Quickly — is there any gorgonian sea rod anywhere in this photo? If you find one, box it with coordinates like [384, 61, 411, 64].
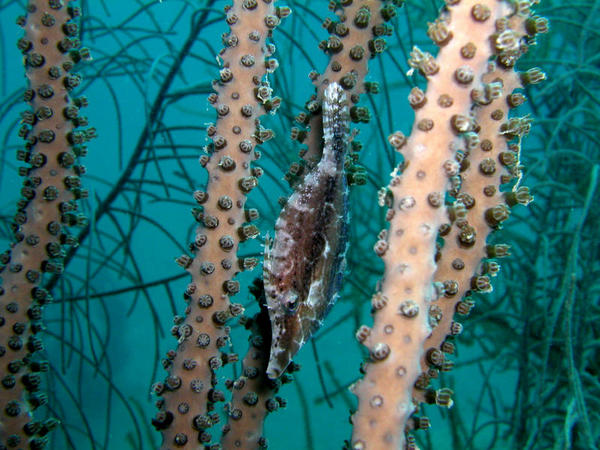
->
[264, 83, 349, 378]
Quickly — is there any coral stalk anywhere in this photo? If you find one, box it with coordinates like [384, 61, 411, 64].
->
[0, 0, 94, 448]
[153, 0, 289, 448]
[352, 0, 508, 449]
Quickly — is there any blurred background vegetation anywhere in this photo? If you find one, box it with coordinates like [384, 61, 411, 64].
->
[0, 0, 600, 449]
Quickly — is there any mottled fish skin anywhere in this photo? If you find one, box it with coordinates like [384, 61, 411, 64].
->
[263, 83, 349, 379]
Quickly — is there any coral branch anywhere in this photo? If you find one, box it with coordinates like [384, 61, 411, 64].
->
[0, 0, 95, 448]
[153, 0, 289, 448]
[352, 1, 508, 449]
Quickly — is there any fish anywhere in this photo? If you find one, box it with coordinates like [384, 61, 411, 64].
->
[263, 82, 350, 379]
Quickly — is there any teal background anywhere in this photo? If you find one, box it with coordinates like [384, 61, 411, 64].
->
[0, 0, 600, 450]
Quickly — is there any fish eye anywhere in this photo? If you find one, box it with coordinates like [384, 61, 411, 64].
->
[283, 293, 300, 313]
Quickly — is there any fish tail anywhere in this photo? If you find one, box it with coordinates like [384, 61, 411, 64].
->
[323, 82, 350, 159]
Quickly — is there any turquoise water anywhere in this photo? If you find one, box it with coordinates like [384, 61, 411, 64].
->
[0, 0, 600, 450]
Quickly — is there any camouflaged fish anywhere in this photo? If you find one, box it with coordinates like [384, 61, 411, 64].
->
[263, 83, 349, 379]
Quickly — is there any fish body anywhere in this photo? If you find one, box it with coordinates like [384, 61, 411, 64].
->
[263, 83, 349, 379]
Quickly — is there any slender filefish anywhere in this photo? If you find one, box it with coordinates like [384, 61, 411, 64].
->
[263, 83, 349, 379]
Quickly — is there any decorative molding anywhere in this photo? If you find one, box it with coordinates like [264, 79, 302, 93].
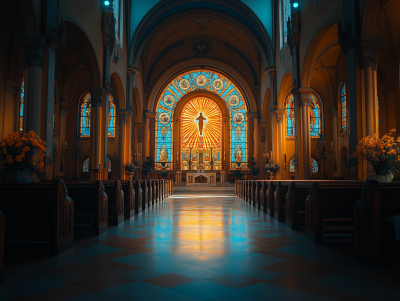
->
[73, 0, 98, 19]
[4, 79, 21, 96]
[307, 0, 333, 18]
[90, 88, 105, 108]
[279, 44, 292, 73]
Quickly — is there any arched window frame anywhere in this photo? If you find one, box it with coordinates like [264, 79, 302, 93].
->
[340, 83, 349, 134]
[107, 94, 117, 138]
[310, 93, 323, 138]
[82, 157, 90, 173]
[18, 75, 25, 132]
[79, 92, 92, 138]
[285, 94, 296, 138]
[289, 155, 296, 173]
[311, 158, 319, 174]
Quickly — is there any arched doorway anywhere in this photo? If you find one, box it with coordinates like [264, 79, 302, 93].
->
[154, 69, 248, 176]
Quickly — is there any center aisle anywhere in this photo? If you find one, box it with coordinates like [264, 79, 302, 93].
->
[0, 187, 399, 301]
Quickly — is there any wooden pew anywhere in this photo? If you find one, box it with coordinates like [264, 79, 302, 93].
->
[354, 181, 400, 266]
[147, 180, 154, 207]
[0, 211, 6, 285]
[134, 180, 143, 214]
[65, 180, 108, 235]
[0, 180, 74, 255]
[141, 180, 149, 211]
[103, 180, 125, 225]
[120, 180, 136, 218]
[305, 181, 363, 243]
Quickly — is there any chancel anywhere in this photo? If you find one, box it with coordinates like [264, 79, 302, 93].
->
[0, 0, 400, 301]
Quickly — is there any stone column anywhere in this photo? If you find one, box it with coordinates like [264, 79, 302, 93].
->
[90, 88, 105, 180]
[359, 39, 380, 136]
[118, 109, 129, 180]
[274, 110, 285, 180]
[1, 79, 21, 137]
[300, 93, 311, 180]
[329, 109, 338, 177]
[22, 36, 47, 136]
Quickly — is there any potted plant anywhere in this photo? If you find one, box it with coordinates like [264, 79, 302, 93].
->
[125, 162, 140, 181]
[250, 158, 260, 177]
[1, 131, 46, 183]
[142, 157, 151, 177]
[353, 129, 400, 182]
[264, 160, 279, 180]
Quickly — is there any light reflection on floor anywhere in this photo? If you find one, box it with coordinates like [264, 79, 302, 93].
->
[0, 187, 400, 301]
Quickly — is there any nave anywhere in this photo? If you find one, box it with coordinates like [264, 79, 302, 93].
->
[0, 187, 400, 301]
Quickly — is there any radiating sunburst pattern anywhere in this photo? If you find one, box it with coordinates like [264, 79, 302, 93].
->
[154, 70, 248, 170]
[181, 97, 222, 148]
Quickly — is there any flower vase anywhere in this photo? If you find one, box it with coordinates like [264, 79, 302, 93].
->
[367, 173, 394, 183]
[10, 168, 35, 184]
[128, 171, 135, 181]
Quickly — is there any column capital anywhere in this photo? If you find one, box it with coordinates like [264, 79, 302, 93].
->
[328, 109, 337, 117]
[126, 103, 135, 114]
[144, 111, 157, 119]
[358, 39, 381, 70]
[22, 36, 47, 69]
[265, 65, 276, 76]
[60, 106, 71, 116]
[117, 109, 129, 124]
[90, 88, 105, 108]
[4, 79, 21, 96]
[247, 112, 258, 119]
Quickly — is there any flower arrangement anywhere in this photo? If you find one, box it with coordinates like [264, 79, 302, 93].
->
[125, 162, 140, 172]
[264, 161, 279, 173]
[250, 158, 260, 176]
[1, 131, 46, 182]
[353, 129, 400, 179]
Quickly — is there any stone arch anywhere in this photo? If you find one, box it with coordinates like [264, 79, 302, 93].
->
[128, 0, 273, 67]
[146, 58, 257, 112]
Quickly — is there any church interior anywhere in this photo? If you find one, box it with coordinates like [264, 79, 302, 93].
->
[0, 0, 400, 301]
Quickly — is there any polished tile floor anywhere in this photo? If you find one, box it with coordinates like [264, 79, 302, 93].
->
[0, 187, 400, 301]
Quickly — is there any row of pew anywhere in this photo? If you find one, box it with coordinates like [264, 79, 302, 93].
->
[235, 180, 400, 266]
[0, 180, 173, 284]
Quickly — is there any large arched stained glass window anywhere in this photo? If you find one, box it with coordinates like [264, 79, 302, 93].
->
[340, 84, 347, 133]
[155, 70, 248, 170]
[289, 155, 295, 172]
[19, 77, 25, 131]
[79, 93, 92, 137]
[107, 94, 116, 138]
[311, 158, 318, 173]
[82, 158, 89, 172]
[285, 95, 296, 138]
[310, 94, 321, 138]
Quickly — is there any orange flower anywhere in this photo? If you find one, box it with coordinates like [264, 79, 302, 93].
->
[6, 155, 14, 164]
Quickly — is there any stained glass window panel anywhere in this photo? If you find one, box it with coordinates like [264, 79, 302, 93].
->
[80, 93, 92, 137]
[82, 158, 89, 172]
[310, 94, 321, 138]
[19, 78, 25, 131]
[340, 84, 347, 133]
[311, 158, 318, 173]
[108, 94, 116, 138]
[285, 95, 296, 138]
[155, 70, 247, 170]
[289, 155, 295, 172]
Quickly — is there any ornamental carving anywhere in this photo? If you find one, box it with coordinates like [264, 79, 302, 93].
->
[279, 44, 292, 72]
[73, 0, 97, 18]
[307, 0, 333, 18]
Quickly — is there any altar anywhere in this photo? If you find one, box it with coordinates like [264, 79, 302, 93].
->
[186, 170, 217, 186]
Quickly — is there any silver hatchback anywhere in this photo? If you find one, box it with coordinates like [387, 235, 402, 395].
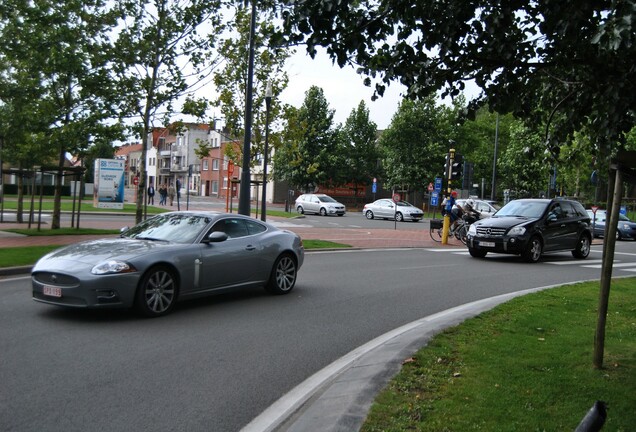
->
[362, 198, 424, 222]
[296, 194, 347, 216]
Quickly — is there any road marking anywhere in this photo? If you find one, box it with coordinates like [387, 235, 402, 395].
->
[545, 260, 618, 265]
[581, 263, 636, 268]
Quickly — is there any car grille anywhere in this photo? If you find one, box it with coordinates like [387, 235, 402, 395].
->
[477, 227, 506, 237]
[32, 272, 79, 287]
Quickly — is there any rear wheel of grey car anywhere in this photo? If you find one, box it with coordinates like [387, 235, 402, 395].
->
[468, 248, 488, 258]
[136, 266, 179, 317]
[265, 254, 298, 294]
[572, 234, 590, 259]
[521, 237, 543, 262]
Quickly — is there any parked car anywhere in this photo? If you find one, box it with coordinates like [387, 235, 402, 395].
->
[457, 198, 500, 219]
[362, 198, 424, 222]
[31, 212, 304, 317]
[296, 194, 347, 216]
[587, 210, 636, 240]
[467, 199, 592, 262]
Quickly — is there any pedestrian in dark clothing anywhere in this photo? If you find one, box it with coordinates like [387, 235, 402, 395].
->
[148, 185, 155, 205]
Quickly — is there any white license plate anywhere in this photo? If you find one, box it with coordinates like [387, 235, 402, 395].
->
[479, 242, 495, 247]
[42, 285, 62, 297]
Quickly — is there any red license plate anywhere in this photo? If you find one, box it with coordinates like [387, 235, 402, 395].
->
[42, 285, 62, 297]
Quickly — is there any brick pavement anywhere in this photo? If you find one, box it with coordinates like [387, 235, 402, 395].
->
[0, 217, 463, 248]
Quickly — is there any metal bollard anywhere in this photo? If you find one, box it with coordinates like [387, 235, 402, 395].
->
[574, 401, 607, 432]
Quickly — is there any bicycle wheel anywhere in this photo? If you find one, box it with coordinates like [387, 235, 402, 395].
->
[430, 228, 442, 243]
[455, 224, 468, 244]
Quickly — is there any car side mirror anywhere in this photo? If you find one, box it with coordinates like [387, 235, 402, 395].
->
[203, 231, 228, 243]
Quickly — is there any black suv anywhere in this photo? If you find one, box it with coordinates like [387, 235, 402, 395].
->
[467, 199, 592, 262]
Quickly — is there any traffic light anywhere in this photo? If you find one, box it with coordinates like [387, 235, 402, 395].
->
[450, 153, 464, 180]
[444, 153, 450, 179]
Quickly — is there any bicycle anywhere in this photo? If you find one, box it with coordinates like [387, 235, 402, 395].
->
[429, 215, 474, 245]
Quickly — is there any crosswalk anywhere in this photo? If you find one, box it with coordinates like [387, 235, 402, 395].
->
[426, 248, 636, 273]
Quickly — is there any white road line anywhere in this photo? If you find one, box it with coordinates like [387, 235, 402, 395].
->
[581, 263, 636, 268]
[545, 260, 618, 265]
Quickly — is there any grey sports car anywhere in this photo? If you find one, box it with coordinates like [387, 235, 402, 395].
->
[31, 212, 304, 317]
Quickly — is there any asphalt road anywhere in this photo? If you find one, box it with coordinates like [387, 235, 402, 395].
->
[0, 241, 636, 431]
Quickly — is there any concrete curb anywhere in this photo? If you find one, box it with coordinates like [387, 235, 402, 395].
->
[241, 281, 600, 432]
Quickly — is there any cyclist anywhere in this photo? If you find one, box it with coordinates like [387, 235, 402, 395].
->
[462, 198, 481, 225]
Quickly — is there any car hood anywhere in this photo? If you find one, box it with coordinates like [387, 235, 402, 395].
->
[475, 216, 536, 228]
[36, 238, 174, 266]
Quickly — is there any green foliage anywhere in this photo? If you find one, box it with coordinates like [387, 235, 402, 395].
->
[274, 0, 636, 149]
[361, 278, 636, 432]
[274, 86, 342, 190]
[498, 122, 551, 198]
[107, 0, 224, 222]
[380, 98, 452, 190]
[214, 8, 290, 167]
[0, 0, 126, 228]
[339, 101, 380, 190]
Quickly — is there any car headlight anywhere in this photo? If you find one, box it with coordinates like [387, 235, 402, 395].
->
[508, 227, 526, 235]
[91, 260, 137, 275]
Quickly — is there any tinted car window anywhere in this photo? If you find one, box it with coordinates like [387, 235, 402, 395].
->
[245, 221, 267, 235]
[212, 219, 247, 238]
[495, 201, 547, 218]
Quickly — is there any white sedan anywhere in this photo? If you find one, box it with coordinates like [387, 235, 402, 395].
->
[362, 198, 424, 222]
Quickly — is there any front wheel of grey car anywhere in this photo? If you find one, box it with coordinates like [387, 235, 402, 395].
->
[136, 266, 179, 317]
[572, 234, 590, 259]
[265, 254, 298, 294]
[521, 236, 543, 263]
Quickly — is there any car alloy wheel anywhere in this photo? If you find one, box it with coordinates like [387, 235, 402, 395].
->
[266, 254, 298, 294]
[137, 266, 178, 317]
[523, 237, 543, 263]
[572, 234, 590, 259]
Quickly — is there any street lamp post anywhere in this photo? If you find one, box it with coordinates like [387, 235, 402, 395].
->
[261, 82, 272, 222]
[238, 0, 256, 216]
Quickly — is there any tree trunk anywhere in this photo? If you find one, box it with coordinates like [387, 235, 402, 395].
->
[594, 165, 623, 369]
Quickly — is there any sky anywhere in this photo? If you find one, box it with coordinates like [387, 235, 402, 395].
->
[280, 49, 405, 130]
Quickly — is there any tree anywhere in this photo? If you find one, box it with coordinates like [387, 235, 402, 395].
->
[270, 0, 636, 367]
[380, 98, 454, 196]
[0, 0, 120, 229]
[274, 86, 342, 191]
[339, 101, 380, 201]
[109, 0, 223, 222]
[500, 121, 552, 198]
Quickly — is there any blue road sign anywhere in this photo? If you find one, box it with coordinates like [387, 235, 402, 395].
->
[431, 192, 439, 207]
[435, 177, 442, 192]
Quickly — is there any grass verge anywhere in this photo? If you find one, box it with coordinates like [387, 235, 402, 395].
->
[361, 278, 636, 432]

#### Exercise task:
Lay out the entries from the line containing "Quickly — is there any road" through the line containing "[574, 401, 607, 432]" as a two-column CSV with the headers text and answer, one row per entry and nothing else. Put each value in a single quoted field, with line breaks turned into spaces.

#### Result below:
text,answer
"Quickly — is there any road marking anywhere in this photo? If you find one, box it with coordinates like [387, 235, 402, 395]. ->","[545, 260, 618, 265] [581, 263, 636, 268]"
"Quickly — is there any car grille anywhere in this photo? If you find one, box it with coordinates like [387, 235, 402, 395]. ->","[477, 227, 506, 237] [32, 272, 79, 287]"
"Quickly — is there any rear wheel of grey car anywhere in this photo? If you find one, box it with coordinates like [387, 235, 402, 395]. ->","[468, 248, 488, 258] [136, 266, 179, 317] [265, 254, 298, 294] [572, 234, 590, 259] [521, 237, 543, 262]"
"Quickly — is there any parked car anywhere in this photo? If you find one, box it with coordinates like [387, 235, 402, 395]. ->","[457, 198, 500, 219] [362, 198, 424, 222] [31, 212, 304, 317] [296, 194, 347, 216] [587, 210, 636, 240] [467, 199, 592, 262]"
"Quickly — is there any pedestrian in dark clothing anywhere in this photo? If you find one, box it with coordinates like [387, 235, 402, 395]. ->","[148, 185, 155, 205]"
"Quickly — is there any white license plate anywhere in this photo? If you find one, box it with coordinates like [387, 235, 402, 395]. ->","[479, 242, 495, 247] [42, 285, 62, 297]"
"Quickly — is there any red license plate anywhere in this photo? If you find one, box it with coordinates like [387, 235, 402, 395]. ->","[42, 285, 62, 297]"
"Quickly — is there any brick pavement anywhere in this photo? If you find one, box it with coordinates like [387, 235, 402, 395]. ->","[0, 217, 463, 248]"
"Quickly — is there any metal bollard anywhere in this photo? If you find one, box it with coordinates like [387, 235, 402, 395]. ->","[574, 401, 607, 432]"